◆ Written instruction:
Express the items from the line containing "In this exercise you will pick out the bfkdo" through the last line of the items as a numbered list, with blank lines left out.

◆ Data items:
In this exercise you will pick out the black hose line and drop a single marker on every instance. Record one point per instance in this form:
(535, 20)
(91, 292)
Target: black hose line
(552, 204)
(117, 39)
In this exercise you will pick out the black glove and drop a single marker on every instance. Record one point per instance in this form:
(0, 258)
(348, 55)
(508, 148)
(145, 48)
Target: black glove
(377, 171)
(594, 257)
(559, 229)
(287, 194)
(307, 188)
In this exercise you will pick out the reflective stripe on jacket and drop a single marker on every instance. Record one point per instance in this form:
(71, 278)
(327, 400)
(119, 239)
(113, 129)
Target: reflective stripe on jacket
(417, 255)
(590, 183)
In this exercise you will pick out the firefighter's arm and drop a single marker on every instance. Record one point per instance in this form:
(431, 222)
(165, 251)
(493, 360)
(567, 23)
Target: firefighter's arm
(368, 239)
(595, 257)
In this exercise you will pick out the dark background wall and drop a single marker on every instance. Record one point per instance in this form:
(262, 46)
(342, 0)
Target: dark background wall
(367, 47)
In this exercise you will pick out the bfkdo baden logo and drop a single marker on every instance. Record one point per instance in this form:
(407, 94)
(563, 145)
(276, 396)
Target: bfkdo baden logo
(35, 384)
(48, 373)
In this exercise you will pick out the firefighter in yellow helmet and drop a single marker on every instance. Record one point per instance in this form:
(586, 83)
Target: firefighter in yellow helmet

◆ Expected answer:
1. In this exercise you will pick out the bfkdo baden logo and drop a single marker on every instance. Record one point per instance in this form:
2. (407, 94)
3. (563, 145)
4. (276, 396)
5. Target: bfkdo baden logo
6. (35, 384)
7. (48, 373)
8. In this exercise you will pick out the firefighter in yellow helmet and drop a single marker on every instance. Record one point per instance in this form:
9. (586, 83)
10. Target: firefighter in yellow helmet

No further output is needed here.